**AIM OF THE EXERCISE**
Your task is to return the line containing "the wooden plank" plus every line after it, exactly and with nothing added.

**Excerpts from point annotation data**
******

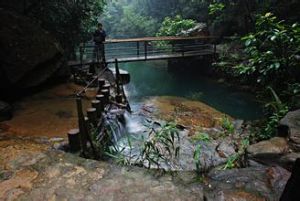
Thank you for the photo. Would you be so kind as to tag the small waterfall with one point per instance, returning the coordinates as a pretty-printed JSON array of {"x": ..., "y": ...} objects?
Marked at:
[{"x": 115, "y": 121}]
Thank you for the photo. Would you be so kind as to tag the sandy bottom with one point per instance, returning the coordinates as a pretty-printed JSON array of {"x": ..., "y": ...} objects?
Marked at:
[{"x": 51, "y": 113}]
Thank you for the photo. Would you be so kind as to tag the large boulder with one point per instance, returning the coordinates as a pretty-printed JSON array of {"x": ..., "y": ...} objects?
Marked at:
[
  {"x": 291, "y": 123},
  {"x": 251, "y": 184},
  {"x": 29, "y": 55}
]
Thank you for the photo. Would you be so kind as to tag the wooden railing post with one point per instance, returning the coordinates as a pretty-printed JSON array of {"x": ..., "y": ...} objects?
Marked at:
[
  {"x": 81, "y": 54},
  {"x": 138, "y": 48},
  {"x": 145, "y": 49},
  {"x": 117, "y": 76},
  {"x": 215, "y": 51},
  {"x": 81, "y": 122}
]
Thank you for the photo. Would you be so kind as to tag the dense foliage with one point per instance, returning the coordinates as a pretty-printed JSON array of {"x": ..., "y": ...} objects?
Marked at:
[
  {"x": 175, "y": 26},
  {"x": 271, "y": 63}
]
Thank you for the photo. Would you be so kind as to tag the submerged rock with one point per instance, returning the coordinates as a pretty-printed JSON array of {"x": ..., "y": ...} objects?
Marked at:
[
  {"x": 191, "y": 114},
  {"x": 251, "y": 184},
  {"x": 269, "y": 148}
]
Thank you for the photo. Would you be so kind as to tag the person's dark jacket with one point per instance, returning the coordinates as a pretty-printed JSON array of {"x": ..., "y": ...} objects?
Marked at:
[{"x": 99, "y": 36}]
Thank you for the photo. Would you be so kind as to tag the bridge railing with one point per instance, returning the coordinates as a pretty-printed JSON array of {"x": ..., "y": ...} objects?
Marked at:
[{"x": 149, "y": 48}]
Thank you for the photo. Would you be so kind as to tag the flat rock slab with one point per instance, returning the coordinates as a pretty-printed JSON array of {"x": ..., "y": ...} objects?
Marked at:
[
  {"x": 31, "y": 171},
  {"x": 263, "y": 149},
  {"x": 240, "y": 184}
]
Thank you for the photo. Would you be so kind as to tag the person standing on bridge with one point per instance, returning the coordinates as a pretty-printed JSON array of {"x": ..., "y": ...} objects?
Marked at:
[{"x": 99, "y": 39}]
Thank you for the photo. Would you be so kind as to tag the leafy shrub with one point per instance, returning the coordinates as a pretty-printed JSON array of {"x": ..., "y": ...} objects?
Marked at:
[
  {"x": 174, "y": 26},
  {"x": 273, "y": 51},
  {"x": 227, "y": 125}
]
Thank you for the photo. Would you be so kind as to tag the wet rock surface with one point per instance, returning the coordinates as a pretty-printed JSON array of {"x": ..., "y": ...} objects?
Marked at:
[
  {"x": 270, "y": 148},
  {"x": 259, "y": 183},
  {"x": 292, "y": 123},
  {"x": 29, "y": 55},
  {"x": 49, "y": 113},
  {"x": 5, "y": 111},
  {"x": 191, "y": 114},
  {"x": 33, "y": 171}
]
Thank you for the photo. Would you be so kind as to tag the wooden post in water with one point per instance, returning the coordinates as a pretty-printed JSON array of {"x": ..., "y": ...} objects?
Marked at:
[
  {"x": 92, "y": 115},
  {"x": 81, "y": 55},
  {"x": 145, "y": 49},
  {"x": 106, "y": 87},
  {"x": 138, "y": 48},
  {"x": 215, "y": 51},
  {"x": 106, "y": 94},
  {"x": 117, "y": 76},
  {"x": 74, "y": 140},
  {"x": 101, "y": 83},
  {"x": 81, "y": 122},
  {"x": 97, "y": 104}
]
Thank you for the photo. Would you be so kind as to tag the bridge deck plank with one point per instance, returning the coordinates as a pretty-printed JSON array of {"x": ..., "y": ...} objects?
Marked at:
[{"x": 149, "y": 57}]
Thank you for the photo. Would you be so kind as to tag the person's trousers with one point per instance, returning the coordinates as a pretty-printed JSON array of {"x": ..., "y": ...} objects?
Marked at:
[{"x": 99, "y": 53}]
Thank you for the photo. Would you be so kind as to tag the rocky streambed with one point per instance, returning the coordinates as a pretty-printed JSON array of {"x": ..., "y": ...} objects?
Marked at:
[{"x": 33, "y": 168}]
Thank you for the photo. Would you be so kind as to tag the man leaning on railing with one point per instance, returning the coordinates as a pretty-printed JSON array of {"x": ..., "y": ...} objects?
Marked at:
[{"x": 99, "y": 37}]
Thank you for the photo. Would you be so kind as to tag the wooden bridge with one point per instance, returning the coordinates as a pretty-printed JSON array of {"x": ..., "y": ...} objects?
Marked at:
[{"x": 150, "y": 48}]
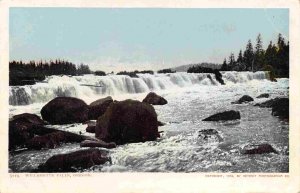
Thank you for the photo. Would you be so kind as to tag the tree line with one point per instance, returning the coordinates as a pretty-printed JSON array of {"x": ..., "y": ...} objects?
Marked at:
[
  {"x": 22, "y": 73},
  {"x": 274, "y": 59}
]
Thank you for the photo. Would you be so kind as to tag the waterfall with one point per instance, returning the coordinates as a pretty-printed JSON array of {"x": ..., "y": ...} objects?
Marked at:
[{"x": 93, "y": 86}]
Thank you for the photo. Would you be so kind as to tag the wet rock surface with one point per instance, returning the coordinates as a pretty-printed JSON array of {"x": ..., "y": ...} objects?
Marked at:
[
  {"x": 154, "y": 99},
  {"x": 73, "y": 161},
  {"x": 224, "y": 116},
  {"x": 65, "y": 110},
  {"x": 98, "y": 107},
  {"x": 128, "y": 121}
]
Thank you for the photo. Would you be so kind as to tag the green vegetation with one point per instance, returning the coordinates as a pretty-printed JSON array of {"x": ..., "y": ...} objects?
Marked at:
[
  {"x": 21, "y": 73},
  {"x": 274, "y": 59},
  {"x": 168, "y": 70}
]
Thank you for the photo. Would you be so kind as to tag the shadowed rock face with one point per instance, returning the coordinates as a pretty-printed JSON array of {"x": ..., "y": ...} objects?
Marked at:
[
  {"x": 69, "y": 162},
  {"x": 224, "y": 116},
  {"x": 243, "y": 99},
  {"x": 258, "y": 149},
  {"x": 53, "y": 140},
  {"x": 268, "y": 103},
  {"x": 154, "y": 99},
  {"x": 280, "y": 108},
  {"x": 98, "y": 143},
  {"x": 98, "y": 107},
  {"x": 91, "y": 127},
  {"x": 128, "y": 121},
  {"x": 265, "y": 95},
  {"x": 21, "y": 127},
  {"x": 65, "y": 110}
]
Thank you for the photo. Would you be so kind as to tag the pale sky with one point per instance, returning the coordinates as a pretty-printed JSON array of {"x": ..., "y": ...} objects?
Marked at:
[{"x": 113, "y": 39}]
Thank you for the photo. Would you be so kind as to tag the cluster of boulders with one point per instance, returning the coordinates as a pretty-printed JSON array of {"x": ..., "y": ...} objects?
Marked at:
[
  {"x": 280, "y": 108},
  {"x": 117, "y": 122}
]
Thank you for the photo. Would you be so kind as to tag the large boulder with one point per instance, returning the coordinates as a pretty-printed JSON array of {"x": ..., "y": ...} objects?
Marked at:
[
  {"x": 264, "y": 95},
  {"x": 210, "y": 134},
  {"x": 98, "y": 107},
  {"x": 243, "y": 99},
  {"x": 21, "y": 128},
  {"x": 280, "y": 108},
  {"x": 54, "y": 139},
  {"x": 128, "y": 121},
  {"x": 65, "y": 110},
  {"x": 154, "y": 99},
  {"x": 91, "y": 127},
  {"x": 258, "y": 149},
  {"x": 268, "y": 103},
  {"x": 224, "y": 116},
  {"x": 98, "y": 143},
  {"x": 219, "y": 77},
  {"x": 70, "y": 162}
]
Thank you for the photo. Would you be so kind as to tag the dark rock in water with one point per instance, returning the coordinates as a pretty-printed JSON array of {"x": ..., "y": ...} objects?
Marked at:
[
  {"x": 153, "y": 99},
  {"x": 65, "y": 110},
  {"x": 280, "y": 108},
  {"x": 209, "y": 133},
  {"x": 19, "y": 96},
  {"x": 91, "y": 127},
  {"x": 264, "y": 95},
  {"x": 98, "y": 107},
  {"x": 219, "y": 76},
  {"x": 20, "y": 128},
  {"x": 273, "y": 102},
  {"x": 98, "y": 143},
  {"x": 243, "y": 99},
  {"x": 48, "y": 141},
  {"x": 268, "y": 103},
  {"x": 29, "y": 130},
  {"x": 69, "y": 162},
  {"x": 53, "y": 140},
  {"x": 159, "y": 123},
  {"x": 128, "y": 121},
  {"x": 224, "y": 116},
  {"x": 258, "y": 149},
  {"x": 28, "y": 118}
]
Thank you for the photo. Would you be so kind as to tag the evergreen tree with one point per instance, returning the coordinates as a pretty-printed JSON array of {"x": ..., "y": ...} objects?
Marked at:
[
  {"x": 224, "y": 66},
  {"x": 259, "y": 54},
  {"x": 248, "y": 56},
  {"x": 231, "y": 64}
]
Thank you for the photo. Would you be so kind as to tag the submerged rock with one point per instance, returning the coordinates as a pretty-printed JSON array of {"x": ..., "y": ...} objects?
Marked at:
[
  {"x": 65, "y": 110},
  {"x": 91, "y": 127},
  {"x": 219, "y": 77},
  {"x": 98, "y": 143},
  {"x": 210, "y": 133},
  {"x": 21, "y": 128},
  {"x": 268, "y": 103},
  {"x": 128, "y": 121},
  {"x": 280, "y": 108},
  {"x": 224, "y": 116},
  {"x": 70, "y": 162},
  {"x": 159, "y": 123},
  {"x": 243, "y": 99},
  {"x": 53, "y": 140},
  {"x": 258, "y": 149},
  {"x": 264, "y": 95},
  {"x": 154, "y": 99},
  {"x": 98, "y": 107}
]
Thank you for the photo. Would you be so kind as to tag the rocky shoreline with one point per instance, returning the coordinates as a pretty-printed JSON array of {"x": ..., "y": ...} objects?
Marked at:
[{"x": 118, "y": 123}]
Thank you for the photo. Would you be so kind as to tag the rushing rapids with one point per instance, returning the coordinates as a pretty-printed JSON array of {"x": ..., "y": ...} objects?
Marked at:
[
  {"x": 91, "y": 87},
  {"x": 187, "y": 144}
]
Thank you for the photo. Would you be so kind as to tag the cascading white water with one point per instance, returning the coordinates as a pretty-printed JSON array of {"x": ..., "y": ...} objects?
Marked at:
[{"x": 90, "y": 86}]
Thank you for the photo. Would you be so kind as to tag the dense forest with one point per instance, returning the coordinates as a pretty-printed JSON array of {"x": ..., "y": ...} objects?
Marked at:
[
  {"x": 274, "y": 59},
  {"x": 21, "y": 73}
]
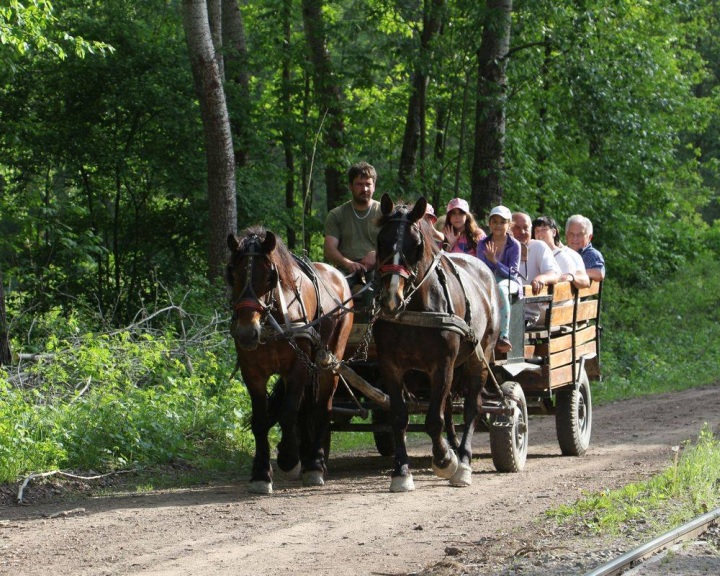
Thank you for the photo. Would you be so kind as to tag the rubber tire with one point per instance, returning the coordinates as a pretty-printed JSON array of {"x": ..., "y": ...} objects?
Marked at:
[
  {"x": 573, "y": 418},
  {"x": 509, "y": 443},
  {"x": 384, "y": 441}
]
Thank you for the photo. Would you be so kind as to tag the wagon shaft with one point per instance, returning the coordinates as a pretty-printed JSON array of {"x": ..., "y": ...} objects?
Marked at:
[{"x": 326, "y": 361}]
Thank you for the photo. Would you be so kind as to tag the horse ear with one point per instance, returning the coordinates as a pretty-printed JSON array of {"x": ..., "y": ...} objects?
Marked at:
[
  {"x": 418, "y": 210},
  {"x": 269, "y": 243},
  {"x": 386, "y": 204},
  {"x": 233, "y": 243}
]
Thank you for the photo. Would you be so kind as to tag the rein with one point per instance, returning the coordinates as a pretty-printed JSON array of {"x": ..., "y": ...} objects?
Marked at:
[{"x": 441, "y": 320}]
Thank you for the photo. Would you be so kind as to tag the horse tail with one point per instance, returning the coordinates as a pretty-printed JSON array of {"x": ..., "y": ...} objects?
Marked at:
[{"x": 275, "y": 401}]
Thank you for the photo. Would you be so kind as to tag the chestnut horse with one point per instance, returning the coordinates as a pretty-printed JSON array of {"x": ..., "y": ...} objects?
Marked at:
[
  {"x": 438, "y": 315},
  {"x": 284, "y": 311}
]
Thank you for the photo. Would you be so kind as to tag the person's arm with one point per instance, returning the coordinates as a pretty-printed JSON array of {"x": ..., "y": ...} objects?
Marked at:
[
  {"x": 544, "y": 279},
  {"x": 579, "y": 278},
  {"x": 597, "y": 274},
  {"x": 335, "y": 257},
  {"x": 369, "y": 260}
]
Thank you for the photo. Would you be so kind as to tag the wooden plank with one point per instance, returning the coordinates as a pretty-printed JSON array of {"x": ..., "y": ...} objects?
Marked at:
[
  {"x": 591, "y": 290},
  {"x": 561, "y": 376},
  {"x": 565, "y": 357},
  {"x": 562, "y": 291},
  {"x": 532, "y": 382},
  {"x": 563, "y": 315},
  {"x": 564, "y": 342}
]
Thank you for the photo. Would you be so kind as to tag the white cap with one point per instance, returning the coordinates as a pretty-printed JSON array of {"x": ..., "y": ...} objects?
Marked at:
[{"x": 501, "y": 211}]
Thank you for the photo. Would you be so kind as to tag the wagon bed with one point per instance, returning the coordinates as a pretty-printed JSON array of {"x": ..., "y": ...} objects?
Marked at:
[{"x": 553, "y": 362}]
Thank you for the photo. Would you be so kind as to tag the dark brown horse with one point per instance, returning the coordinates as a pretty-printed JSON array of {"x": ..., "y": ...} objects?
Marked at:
[
  {"x": 284, "y": 311},
  {"x": 438, "y": 316}
]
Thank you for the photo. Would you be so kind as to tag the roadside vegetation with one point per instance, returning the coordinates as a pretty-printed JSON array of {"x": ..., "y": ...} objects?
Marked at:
[
  {"x": 157, "y": 395},
  {"x": 688, "y": 488}
]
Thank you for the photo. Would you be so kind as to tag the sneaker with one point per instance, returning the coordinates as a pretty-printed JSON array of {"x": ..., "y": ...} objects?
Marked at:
[{"x": 503, "y": 345}]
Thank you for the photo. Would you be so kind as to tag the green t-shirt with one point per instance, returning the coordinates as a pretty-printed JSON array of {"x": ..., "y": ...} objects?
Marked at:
[{"x": 356, "y": 231}]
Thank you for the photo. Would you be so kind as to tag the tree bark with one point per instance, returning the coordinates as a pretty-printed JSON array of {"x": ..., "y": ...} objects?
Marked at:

******

**ANSWER TO THE TASK**
Thank you for the photo. Would you be so kind as to tag the wooden plank with one point per instance, returning the coordinates as a pretty-printed JSON array of {"x": ..., "y": ...} objects?
Marked at:
[
  {"x": 591, "y": 290},
  {"x": 561, "y": 376},
  {"x": 565, "y": 357},
  {"x": 562, "y": 291},
  {"x": 532, "y": 382},
  {"x": 563, "y": 315},
  {"x": 564, "y": 342}
]
Thank you for the photo. Would you be so kind as to tag the white cap with one point per instance, returning the coordinates as a pretty-printed JSON array of {"x": ..., "y": ...} objects?
Marked at:
[{"x": 501, "y": 211}]
Thank you for the photo. Would you be so kind as to tag the wagon bed with one point per instance, returning the coordinates as a pretty-printed JSON array of {"x": ..., "y": ...} objects?
Marked at:
[{"x": 553, "y": 362}]
Thank you for the photo. Would you be so kind as to tag the dark brown horse with one point per instance, returning the coordinates as a pretty-printed JSON array of {"x": ..., "y": ...} objects?
Marked at:
[
  {"x": 284, "y": 311},
  {"x": 438, "y": 316}
]
Thank you for the photo. Would you be so kind as to tag the roadside vegetation with one point per instance, returning the coordinates as a pretty-printed JSON array of {"x": ..., "y": ...} objects?
Marked at:
[
  {"x": 157, "y": 395},
  {"x": 688, "y": 488}
]
Thank you for the photo. Would you be so kind as to tag the sneaker with one point per instance, returning the coordinates as a pretty-printed JSON array of {"x": ..., "y": ...} objects?
Marked at:
[{"x": 503, "y": 345}]
Thank you for the photo. Would you be so kind as to tag the green t-shirt with one point per instance, returning the coordinates as a pretty-printed JSON array of {"x": ..., "y": ...} objects?
Marked at:
[{"x": 356, "y": 231}]
Thank you for the photo. Would you be so kind as to tag the tree bark with one point per instance, returning the coordinates as a pretty-printed JSON array of {"x": ..., "y": ...} objects?
Marked at:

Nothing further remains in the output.